-- Begin --

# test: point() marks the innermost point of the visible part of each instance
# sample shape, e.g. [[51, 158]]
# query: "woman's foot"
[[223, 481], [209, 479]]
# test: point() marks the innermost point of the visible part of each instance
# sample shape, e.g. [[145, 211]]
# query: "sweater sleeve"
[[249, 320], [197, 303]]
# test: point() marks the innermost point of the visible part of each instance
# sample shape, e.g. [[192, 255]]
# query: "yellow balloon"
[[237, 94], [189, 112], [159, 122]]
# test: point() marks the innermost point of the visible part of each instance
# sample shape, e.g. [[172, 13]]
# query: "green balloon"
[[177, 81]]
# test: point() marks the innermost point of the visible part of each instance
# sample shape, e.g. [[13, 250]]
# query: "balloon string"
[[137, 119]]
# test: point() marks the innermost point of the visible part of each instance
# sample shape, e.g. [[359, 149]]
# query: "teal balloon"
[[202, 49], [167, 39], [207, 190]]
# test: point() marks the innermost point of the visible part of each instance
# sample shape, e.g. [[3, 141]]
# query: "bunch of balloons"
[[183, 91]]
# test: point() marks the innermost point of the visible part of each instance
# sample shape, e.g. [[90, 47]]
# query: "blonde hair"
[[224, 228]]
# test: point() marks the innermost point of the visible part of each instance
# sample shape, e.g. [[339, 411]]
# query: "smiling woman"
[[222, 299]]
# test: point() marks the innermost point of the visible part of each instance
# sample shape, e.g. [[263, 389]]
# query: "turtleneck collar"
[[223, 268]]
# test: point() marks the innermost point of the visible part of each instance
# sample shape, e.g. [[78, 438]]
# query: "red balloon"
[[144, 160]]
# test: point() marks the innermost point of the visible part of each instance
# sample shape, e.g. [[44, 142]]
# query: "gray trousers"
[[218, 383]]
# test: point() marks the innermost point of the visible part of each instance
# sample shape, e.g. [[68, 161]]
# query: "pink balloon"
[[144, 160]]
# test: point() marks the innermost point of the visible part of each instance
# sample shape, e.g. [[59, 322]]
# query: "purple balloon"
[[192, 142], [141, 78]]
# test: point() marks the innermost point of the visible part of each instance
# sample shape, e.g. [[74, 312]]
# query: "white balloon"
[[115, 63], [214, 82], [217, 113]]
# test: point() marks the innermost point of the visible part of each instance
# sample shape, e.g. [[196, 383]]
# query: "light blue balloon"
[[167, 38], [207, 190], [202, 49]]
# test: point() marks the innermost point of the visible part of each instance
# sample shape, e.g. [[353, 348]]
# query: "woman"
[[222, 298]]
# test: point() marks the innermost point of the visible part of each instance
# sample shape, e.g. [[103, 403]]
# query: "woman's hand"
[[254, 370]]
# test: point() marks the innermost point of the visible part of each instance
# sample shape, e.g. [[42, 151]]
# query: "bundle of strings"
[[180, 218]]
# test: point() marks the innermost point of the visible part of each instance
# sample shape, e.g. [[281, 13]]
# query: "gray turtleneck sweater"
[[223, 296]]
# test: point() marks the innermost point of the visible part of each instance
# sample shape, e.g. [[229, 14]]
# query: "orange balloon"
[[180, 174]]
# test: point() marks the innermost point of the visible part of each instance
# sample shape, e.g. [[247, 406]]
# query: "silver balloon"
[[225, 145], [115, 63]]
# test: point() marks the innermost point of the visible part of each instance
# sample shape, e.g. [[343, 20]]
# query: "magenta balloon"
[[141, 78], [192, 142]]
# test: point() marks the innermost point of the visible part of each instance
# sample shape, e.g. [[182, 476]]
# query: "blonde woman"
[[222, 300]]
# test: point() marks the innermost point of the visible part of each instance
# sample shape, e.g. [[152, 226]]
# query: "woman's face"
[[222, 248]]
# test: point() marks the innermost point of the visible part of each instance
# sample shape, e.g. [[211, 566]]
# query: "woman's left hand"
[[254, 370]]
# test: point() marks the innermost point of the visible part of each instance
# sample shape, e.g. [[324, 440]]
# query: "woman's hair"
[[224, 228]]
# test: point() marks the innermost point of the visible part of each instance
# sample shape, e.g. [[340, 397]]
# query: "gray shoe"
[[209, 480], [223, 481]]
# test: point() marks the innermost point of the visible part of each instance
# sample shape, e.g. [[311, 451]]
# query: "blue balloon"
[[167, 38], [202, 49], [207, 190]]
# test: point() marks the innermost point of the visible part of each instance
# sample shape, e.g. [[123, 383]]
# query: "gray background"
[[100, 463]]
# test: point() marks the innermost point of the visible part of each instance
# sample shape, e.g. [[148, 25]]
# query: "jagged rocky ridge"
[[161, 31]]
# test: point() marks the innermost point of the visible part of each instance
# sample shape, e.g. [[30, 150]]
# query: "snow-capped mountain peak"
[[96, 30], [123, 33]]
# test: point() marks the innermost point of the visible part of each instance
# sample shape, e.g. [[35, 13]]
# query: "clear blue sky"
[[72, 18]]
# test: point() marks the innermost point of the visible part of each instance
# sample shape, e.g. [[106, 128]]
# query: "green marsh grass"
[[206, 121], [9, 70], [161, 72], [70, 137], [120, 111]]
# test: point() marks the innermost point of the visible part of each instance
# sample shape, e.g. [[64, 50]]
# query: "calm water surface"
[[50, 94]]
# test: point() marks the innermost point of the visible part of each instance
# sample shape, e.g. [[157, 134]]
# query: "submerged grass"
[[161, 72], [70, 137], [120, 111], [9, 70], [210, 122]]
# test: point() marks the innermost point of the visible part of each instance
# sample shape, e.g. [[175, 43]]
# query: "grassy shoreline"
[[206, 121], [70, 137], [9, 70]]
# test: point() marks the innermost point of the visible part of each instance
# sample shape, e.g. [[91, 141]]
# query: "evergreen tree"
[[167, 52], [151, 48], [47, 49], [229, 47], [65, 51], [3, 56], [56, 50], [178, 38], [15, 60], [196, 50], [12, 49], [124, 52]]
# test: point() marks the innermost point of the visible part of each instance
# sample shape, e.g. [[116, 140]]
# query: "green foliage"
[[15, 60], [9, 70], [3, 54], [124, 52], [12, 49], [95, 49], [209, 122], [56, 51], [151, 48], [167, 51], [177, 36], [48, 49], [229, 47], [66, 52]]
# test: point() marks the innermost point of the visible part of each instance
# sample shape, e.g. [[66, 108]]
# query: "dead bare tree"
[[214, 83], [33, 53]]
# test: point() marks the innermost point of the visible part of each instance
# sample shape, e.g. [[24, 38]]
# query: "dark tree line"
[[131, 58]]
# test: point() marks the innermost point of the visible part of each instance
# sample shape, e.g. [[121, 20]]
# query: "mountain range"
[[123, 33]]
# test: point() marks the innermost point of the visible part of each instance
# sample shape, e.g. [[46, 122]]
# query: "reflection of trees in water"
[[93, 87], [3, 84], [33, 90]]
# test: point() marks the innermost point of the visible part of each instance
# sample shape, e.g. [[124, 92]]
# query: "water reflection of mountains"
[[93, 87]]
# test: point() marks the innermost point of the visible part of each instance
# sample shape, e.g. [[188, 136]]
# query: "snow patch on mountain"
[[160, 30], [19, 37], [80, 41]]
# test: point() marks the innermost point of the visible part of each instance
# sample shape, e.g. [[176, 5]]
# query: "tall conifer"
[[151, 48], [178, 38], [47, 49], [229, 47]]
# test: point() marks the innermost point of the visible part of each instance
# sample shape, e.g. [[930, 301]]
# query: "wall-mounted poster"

-- End --

▸ **EXERCISE**: Rewrite every line of the entries above as a single numbered list, skipping any blank lines.

▸ **EXERCISE RESULT**:
1. # test: point() marks the innermost point of the visible part of each instance
2. # sample shape, e.g. [[51, 158]]
3. # query: "woman's foot"
4. [[223, 481], [209, 479]]
5. # test: point() marks the innermost point of the visible part of each instance
6. # sample shape, e.g. [[145, 211]]
7. # query: "sweater sleeve"
8. [[249, 320], [197, 303]]
9. # test: point() marks the innermost point of the visible part of each instance
10. # sample shape, e.g. [[192, 255]]
11. # query: "yellow balloon"
12. [[237, 94], [189, 112], [159, 122]]
13. # test: point() marks the innermost point of the visible part of each instance
14. # sample shape, e.g. [[172, 13]]
15. # query: "green balloon"
16. [[177, 81]]
17. # test: point() marks the innermost point of the visible part of each instance
18. # sample shape, e.g. [[13, 250]]
19. # query: "balloon string"
20. [[137, 119]]
21. # test: point() marks the innermost point of the visible part of each instance
22. # sample shape, e.g. [[359, 149]]
23. # query: "teal balloon"
24. [[202, 49], [167, 39], [207, 190]]
25. # test: point() marks the innermost point of the visible part of each instance
26. # sample shape, e.g. [[3, 141]]
27. # query: "bunch of balloons"
28. [[183, 91]]
29. # test: point() marks the innermost point of the visible part of each instance
30. # sample shape, e.g. [[90, 47]]
31. # query: "blonde hair"
32. [[224, 228]]
33. # test: point() marks the innermost point of the visible part of each instance
34. # sample shape, e.g. [[339, 411]]
35. # query: "smiling woman"
36. [[222, 299]]
37. # test: point() marks the innermost point of the visible part of each instance
38. # sample shape, e.g. [[263, 389]]
39. # query: "turtleneck collar"
40. [[223, 268]]
41. # test: point() marks the innermost point of the visible part of each instance
42. # sample shape, e.g. [[78, 438]]
43. # query: "red balloon"
44. [[144, 160]]
45. # test: point() marks the innermost point of the visible part of each instance
46. # sample shape, e.g. [[44, 142]]
47. # query: "gray trousers"
48. [[218, 383]]
49. # test: point() marks the innermost point of the visible part of each instance
50. # sample shape, e.g. [[68, 161]]
51. # query: "pink balloon"
52. [[144, 160]]
53. # test: point() marks the innermost point of the visible part of each instance
54. # sample shape, e.g. [[59, 322]]
55. # query: "purple balloon"
56. [[192, 142], [141, 78]]
57. # test: point() marks the innermost point of the visible part of each instance
58. # sample shape, e.g. [[74, 312]]
59. # query: "white balloon"
60. [[115, 63], [214, 82], [217, 113]]
61. # test: point() marks the innermost point of the visible part of each instance
62. # sample shape, e.g. [[196, 383]]
63. # query: "light blue balloon"
64. [[167, 38], [207, 190], [202, 49]]
65. # test: point() marks the innermost point of the visible part of each instance
66. # sample shape, e.g. [[353, 348]]
67. # query: "woman"
68. [[222, 298]]
69. # test: point() marks the innermost point of the visible part of each instance
70. # sample shape, e.g. [[103, 403]]
71. # query: "woman's hand"
72. [[254, 370]]
73. # test: point() marks the innermost point of the visible part of each instance
74. # sample shape, e.g. [[42, 151]]
75. # query: "bundle of strings"
76. [[180, 218]]
77. # test: point() marks the innermost point of the visible part of each instance
78. # sample shape, e.g. [[281, 13]]
79. # query: "gray turtleneck sweater"
80. [[223, 296]]
81. # test: point() marks the innermost point of the visible part of each instance
82. # sample shape, e.g. [[229, 14]]
83. # query: "orange balloon"
84. [[180, 174]]
85. # test: point() marks the innermost point of the visible part of each instance
86. # sample shape, e.g. [[247, 406]]
87. # query: "silver balloon"
88. [[225, 145], [115, 63]]
89. # test: point() marks the innermost point of the visible part of each instance
90. # sample shape, e.g. [[343, 20]]
91. # query: "magenta balloon"
92. [[141, 78], [192, 142]]
93. # test: point() marks the innermost point of the visible part of each instance
94. # sample shape, e.g. [[182, 476]]
95. # query: "blonde woman"
96. [[222, 300]]
97. # test: point() marks the innermost point of the visible part of each instance
98. # sample shape, e.g. [[152, 226]]
99. # query: "woman's face"
100. [[222, 248]]
101. # test: point() marks the innermost point of the visible part of each instance
102. # sample shape, e.g. [[211, 566]]
103. # query: "woman's left hand"
104. [[254, 370]]
105. # test: point() marks the innermost point of the visible part of each instance
106. # sample shape, e.g. [[324, 440]]
107. # query: "woman's hair"
108. [[224, 228]]
109. # test: point() marks the innermost point of the visible part of each instance
110. # sample shape, e.g. [[340, 397]]
111. # query: "gray shoe"
112. [[209, 480], [223, 481]]
113. # test: point() marks the innermost point of the visible part of each instance
114. # sample shape, e.g. [[311, 451]]
115. # query: "blue balloon"
116. [[167, 38], [202, 49], [207, 190]]
117. # test: point() marks the innermost point of the visible part of each instance
118. # sample shape, e.g. [[123, 383]]
119. # query: "gray background"
120. [[100, 463]]
121. # test: point() marks the innermost point of the visible part of each instance
122. # sample shape, e.g. [[148, 25]]
123. # query: "jagged rocky ridge"
124. [[161, 31]]
125. # test: point() marks the innermost point of the visible part of each instance
126. # sample shape, e.g. [[30, 150]]
127. # query: "snow-capped mountain peak"
128. [[96, 30], [123, 33]]
129. # test: point() marks the innermost point of the visible part of each instance
130. # sample shape, e.g. [[35, 13]]
131. # query: "clear blue sky"
132. [[72, 18]]
133. # test: point() marks the innermost point of the visible part of each instance
134. # sample shape, e.g. [[106, 128]]
135. # query: "green marsh grass"
136. [[206, 121], [9, 70], [161, 72], [70, 137], [120, 111]]
137. # test: point() marks the innermost point of the visible part of each instance
138. # sample shape, e.g. [[64, 50]]
139. # query: "calm water surface"
140. [[50, 94]]
141. # test: point() marks the innermost point of the visible part of each instance
142. # sample shape, e.g. [[157, 134]]
143. # query: "submerged grass"
144. [[161, 72], [70, 137], [120, 111], [9, 70], [210, 122]]
145. # test: point() marks the innermost point of the visible part of each instance
146. # sample shape, e.g. [[175, 43]]
147. # query: "grassy shoreline"
148. [[206, 121], [70, 137], [9, 70]]
149. # test: point() marks the innermost point of the visible part of each instance
150. # sample shape, e.g. [[91, 141]]
151. # query: "evergreen tree"
152. [[167, 52], [151, 48], [47, 49], [229, 47], [65, 51], [3, 56], [56, 50], [178, 38], [15, 60], [196, 50], [12, 49], [124, 52]]
153. # test: point() marks the innermost point of the visible part of each instance
154. # sample shape, e.g. [[116, 140]]
155. # query: "green foliage"
156. [[15, 60], [9, 70], [3, 54], [124, 52], [12, 49], [95, 49], [209, 122], [56, 51], [151, 48], [167, 51], [177, 36], [48, 49], [229, 47], [66, 52]]
157. # test: point() marks the innermost point of the visible part of each instance
158. # sample shape, e.g. [[66, 108]]
159. # query: "dead bare tree"
160. [[214, 83], [33, 53]]
161. # test: point() marks the innermost point of the visible part of each instance
162. # sample shape, e.g. [[24, 38]]
163. # query: "dark tree line"
164. [[131, 58]]
165. # test: point() marks the innermost point of the visible part of each instance
166. # sample shape, e.g. [[121, 20]]
167. # query: "mountain range"
168. [[123, 33]]
169. # test: point() marks the innermost point of the visible part of each instance
170. # sample shape, e.g. [[46, 122]]
171. # query: "reflection of trees in water"
172. [[93, 87], [3, 84], [33, 90]]
173. # test: point() marks the innermost point of the visible part of each instance
174. # sample shape, e.g. [[124, 92]]
175. # query: "water reflection of mountains"
176. [[93, 87]]
177. # test: point() marks the innermost point of the visible part of each instance
178. # sample shape, e.g. [[188, 136]]
179. # query: "snow patch on mountain"
180. [[160, 30], [19, 37], [80, 41]]
181. # test: point() marks the innermost point of the visible part of each instance
182. # sample shape, e.g. [[176, 5]]
183. # query: "tall conifer"
184. [[151, 48], [178, 38], [47, 49], [229, 47]]
185. # test: point() marks the innermost point of the visible part of each instance
186. # sample shape, e.g. [[930, 301]]
187. # query: "wall-mounted poster"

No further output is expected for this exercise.